WHAT TO PRODUCE:
Render the data from the line holding "Look at the photograph above. For each instance of the cockpit" through the line holding "[(625, 157)]", inclusive, as a JSON list of strings. Use one string per line and leave out blank lines.

RECORDS TO USE:
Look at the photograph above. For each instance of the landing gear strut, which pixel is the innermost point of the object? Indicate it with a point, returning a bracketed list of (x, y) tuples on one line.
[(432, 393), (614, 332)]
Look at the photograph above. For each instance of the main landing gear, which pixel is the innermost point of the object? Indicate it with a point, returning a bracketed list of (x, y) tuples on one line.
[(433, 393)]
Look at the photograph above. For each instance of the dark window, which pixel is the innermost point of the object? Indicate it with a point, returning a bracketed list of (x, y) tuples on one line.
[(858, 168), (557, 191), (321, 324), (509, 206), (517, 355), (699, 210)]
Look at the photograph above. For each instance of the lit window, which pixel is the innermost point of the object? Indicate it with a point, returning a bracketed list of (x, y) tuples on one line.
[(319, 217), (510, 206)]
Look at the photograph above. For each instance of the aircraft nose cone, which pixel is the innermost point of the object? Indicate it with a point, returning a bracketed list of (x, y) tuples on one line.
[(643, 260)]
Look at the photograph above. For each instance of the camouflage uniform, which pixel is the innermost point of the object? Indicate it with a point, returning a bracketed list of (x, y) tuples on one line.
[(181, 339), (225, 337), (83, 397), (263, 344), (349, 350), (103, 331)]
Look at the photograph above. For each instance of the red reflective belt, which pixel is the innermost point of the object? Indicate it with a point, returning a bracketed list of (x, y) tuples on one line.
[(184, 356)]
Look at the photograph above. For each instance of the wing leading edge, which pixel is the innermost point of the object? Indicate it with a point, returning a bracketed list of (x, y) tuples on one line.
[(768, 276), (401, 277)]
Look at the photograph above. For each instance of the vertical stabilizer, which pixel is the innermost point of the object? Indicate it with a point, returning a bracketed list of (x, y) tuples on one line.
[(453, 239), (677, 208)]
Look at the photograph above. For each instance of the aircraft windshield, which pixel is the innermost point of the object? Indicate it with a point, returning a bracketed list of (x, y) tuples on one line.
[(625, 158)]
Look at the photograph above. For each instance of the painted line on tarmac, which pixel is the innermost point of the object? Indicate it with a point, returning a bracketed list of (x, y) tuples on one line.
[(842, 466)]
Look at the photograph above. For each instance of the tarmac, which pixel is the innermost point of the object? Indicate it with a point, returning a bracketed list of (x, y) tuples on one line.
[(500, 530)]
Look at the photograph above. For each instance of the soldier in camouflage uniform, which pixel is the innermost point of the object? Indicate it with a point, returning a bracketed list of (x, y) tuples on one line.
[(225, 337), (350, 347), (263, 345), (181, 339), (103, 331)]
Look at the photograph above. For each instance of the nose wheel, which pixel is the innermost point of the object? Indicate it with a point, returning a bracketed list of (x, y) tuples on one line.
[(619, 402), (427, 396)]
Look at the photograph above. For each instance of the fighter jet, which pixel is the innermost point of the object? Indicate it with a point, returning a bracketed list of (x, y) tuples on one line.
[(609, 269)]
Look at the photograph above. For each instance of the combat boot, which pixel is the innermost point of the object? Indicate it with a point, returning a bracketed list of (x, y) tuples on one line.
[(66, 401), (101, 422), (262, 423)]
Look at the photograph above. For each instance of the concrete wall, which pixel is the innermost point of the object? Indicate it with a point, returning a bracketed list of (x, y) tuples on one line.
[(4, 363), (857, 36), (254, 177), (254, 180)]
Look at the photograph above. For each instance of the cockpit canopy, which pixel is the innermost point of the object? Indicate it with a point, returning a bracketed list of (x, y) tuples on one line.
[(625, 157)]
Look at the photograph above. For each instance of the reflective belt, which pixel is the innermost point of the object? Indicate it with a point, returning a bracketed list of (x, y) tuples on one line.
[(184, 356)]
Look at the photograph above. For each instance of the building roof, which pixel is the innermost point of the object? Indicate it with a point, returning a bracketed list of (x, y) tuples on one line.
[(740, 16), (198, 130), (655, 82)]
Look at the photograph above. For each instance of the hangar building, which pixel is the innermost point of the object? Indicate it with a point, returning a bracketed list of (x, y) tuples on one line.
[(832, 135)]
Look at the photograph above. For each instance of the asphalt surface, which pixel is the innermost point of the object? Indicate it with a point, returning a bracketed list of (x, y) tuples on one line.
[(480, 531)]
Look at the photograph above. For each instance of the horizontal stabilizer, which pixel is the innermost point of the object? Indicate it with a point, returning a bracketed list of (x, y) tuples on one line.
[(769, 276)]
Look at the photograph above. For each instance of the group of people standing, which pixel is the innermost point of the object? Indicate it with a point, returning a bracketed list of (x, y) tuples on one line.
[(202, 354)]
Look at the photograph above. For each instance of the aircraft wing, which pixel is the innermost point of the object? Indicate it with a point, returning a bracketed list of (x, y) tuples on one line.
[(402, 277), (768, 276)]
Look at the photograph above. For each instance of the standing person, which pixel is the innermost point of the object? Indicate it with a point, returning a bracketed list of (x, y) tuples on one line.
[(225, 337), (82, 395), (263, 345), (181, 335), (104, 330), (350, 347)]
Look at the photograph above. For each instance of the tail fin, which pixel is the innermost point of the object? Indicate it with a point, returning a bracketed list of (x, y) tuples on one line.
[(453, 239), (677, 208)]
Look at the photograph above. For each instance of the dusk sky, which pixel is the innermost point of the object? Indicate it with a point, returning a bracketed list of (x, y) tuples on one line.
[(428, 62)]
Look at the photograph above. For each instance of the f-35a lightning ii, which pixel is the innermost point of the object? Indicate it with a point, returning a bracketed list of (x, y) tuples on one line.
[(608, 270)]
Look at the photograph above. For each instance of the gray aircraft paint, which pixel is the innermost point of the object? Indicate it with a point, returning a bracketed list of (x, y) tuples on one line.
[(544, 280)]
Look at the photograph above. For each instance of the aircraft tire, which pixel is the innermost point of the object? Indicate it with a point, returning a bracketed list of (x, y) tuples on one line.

SOLUTION TO THIS TASK:
[
  "Look at the photograph above. For each instance of the cockpit canopy, which pixel is the innermost point of the object? Indicate it with a point, returning a bracketed list of (x, y) tuples on one line.",
  "[(625, 157)]"
]